TEXT SEGMENT.
::::::::::

RK: Thank you James. Yes, I will. First of all, regarding the change-in-Japan theme, we touched on it in the first question, but the fact that Japan has chosen a female leader is an extraordinary event, given that most developed countries have not ever made that choice. The fact that Japan has been issuing 1,300 work visas to foreigners, mostly Chinese Vietnamese but anybody can come, for a number of years now and therefore addressing its birth rate problem, addressing its labor shortage problem with very innovative policies is also fascinating. And we can invest in those themes. We invest, for example, in a company which is involved with the labor placement of women in franchising, women in the workforce. That company also works with Asian labor agencies to bring people into Japan. A lot of it is blue collar, but not only. And these changes in the way that Japan manages itself, the way Japan is trying to optimize its workflow.
We invest in a software company that does accounting software for small companies, for example, or works in cashless transaction infrastructure, for example. All of those changes as the society adapts to the new circumstances it faces of aging, but also having to bring in people from elsewhere to help them and think of new ways of doing things. And we invest with our fund and we believe in the constant adaptability of the Japanese since they’ve been the modern economy. And we invest in companies that represent that.
The other theme I mentioned real quick is the growth of Asia. Asia’s obviously the biggest and most rapidly growing portion of the entire world. A lot of Asia’s future is supplied by Japan. I talk about brands, I talk about contents, I talk about the tools, which Japan supplies for the industrialization of China, greater China, Southeast Asia whether it’s numerical controller tools or sensors or robots themselves. Japanese companies dominate a huge amount of the industrialization story in Asia. And those companies, again, are well represented in our fund. It’s companies like Fanuc and Yaskawa and Keyence and so on. And the growth of Asia is a very important dynamic to support those companies. And again, represents a very important growth theme for the Japanese market in our view.

::::::::::

DATA SECTION.
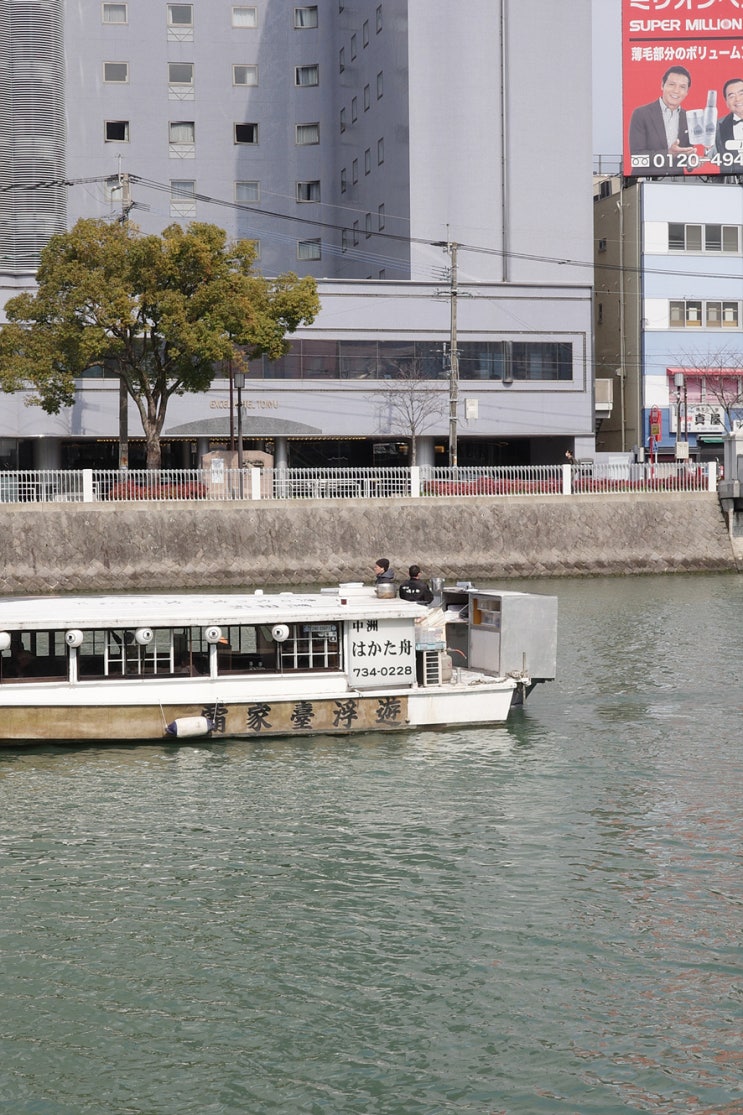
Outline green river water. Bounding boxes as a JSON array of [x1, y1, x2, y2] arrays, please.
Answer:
[[0, 574, 743, 1115]]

::::::::::

STATED EXERCISE A. Reproduce the interview on Japan word for word, starting at the words "The other theme" and ending after "in our view.".
STATED EXERCISE B. In the interview on Japan, which companies are named as examples of Japanese firms in the fund that supply Asia's industrialization?
The lines have no connection to the interview on Japan.

ANSWER A.
The other theme I mentioned real quick is the growth of Asia. Asia’s obviously the biggest and most rapidly growing portion of the entire world. A lot of Asia’s future is supplied by Japan. I talk about brands, I talk about contents, I talk about the tools, which Japan supplies for the industrialization of China, greater China, Southeast Asia whether it’s numerical controller tools or sensors or robots themselves. Japanese companies dominate a huge amount of the industrialization story in Asia. And those companies, again, are well represented in our fund. It’s companies like Fanuc and Yaskawa and Keyence and so on. And the growth of Asia is a very important dynamic to support those companies. And again, represents a very important growth theme for the Japanese market in our view.

ANSWER B. Fanuc, Yaskawa and Keyence.